_TASK STATEMENT:_ Pull out each line of the records below that contains the string "people", in the order the lines appear.

_DATA PROVIDED:_
————
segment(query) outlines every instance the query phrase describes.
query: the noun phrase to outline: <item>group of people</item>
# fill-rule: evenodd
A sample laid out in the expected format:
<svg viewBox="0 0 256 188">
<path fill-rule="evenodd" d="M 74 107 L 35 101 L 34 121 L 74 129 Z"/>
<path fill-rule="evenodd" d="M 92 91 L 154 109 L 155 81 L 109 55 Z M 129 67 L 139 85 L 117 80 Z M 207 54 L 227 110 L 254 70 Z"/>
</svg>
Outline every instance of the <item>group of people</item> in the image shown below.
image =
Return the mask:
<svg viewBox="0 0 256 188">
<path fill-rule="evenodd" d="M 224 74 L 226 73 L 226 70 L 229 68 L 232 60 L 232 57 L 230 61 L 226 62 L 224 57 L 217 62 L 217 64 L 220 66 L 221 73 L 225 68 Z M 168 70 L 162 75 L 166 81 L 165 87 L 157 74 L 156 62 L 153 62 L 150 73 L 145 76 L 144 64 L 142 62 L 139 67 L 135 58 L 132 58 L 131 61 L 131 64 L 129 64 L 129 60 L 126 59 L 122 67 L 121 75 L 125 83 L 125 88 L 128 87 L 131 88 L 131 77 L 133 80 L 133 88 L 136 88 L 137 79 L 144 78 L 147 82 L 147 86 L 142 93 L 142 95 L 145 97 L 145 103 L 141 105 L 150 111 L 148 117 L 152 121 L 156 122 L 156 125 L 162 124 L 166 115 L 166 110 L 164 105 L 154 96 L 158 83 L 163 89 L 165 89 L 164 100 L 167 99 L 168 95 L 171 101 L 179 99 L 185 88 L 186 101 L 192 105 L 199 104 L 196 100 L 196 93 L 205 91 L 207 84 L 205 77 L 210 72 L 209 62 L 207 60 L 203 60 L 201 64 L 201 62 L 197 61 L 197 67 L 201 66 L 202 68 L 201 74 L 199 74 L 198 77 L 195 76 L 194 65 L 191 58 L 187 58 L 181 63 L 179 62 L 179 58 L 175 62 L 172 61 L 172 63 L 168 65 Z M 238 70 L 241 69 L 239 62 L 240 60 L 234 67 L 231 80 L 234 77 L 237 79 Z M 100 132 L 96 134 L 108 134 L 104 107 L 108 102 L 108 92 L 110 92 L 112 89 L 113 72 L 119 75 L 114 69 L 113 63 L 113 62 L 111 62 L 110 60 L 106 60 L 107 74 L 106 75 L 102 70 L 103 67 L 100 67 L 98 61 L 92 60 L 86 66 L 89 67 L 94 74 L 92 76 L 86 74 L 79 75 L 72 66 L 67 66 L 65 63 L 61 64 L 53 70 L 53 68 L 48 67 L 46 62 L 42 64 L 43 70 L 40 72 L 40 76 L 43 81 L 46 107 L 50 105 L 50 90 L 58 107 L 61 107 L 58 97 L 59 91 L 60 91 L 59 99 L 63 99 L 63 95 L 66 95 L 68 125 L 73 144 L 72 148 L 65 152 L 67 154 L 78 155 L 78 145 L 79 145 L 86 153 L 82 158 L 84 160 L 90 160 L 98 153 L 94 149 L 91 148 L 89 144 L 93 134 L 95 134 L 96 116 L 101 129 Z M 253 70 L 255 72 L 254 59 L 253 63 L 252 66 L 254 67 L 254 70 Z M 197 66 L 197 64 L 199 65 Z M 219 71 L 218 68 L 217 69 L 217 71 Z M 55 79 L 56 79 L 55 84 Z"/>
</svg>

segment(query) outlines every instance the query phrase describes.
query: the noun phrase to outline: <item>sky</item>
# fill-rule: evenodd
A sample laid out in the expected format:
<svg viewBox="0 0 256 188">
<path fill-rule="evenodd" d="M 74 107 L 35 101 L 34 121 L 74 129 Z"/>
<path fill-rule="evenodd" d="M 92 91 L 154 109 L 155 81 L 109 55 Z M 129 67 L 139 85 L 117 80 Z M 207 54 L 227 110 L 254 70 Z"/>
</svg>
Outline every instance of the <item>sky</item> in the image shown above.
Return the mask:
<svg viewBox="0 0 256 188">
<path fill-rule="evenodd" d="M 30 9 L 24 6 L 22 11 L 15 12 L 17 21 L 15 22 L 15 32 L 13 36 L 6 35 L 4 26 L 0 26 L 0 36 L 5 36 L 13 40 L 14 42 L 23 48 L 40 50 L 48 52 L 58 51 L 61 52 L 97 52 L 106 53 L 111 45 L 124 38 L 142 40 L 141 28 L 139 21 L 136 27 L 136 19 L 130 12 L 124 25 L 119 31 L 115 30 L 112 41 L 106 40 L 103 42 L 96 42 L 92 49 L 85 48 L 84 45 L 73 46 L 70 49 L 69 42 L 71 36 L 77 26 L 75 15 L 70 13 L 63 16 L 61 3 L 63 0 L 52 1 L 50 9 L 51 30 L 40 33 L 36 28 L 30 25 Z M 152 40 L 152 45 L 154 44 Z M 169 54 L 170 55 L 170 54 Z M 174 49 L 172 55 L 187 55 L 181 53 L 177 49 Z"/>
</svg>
————
_SOLUTION TO THIS PROBLEM:_
query: the noun phrase to outline: <item>group of people</item>
Outline every instance of the <item>group of people</item> in the image shown below.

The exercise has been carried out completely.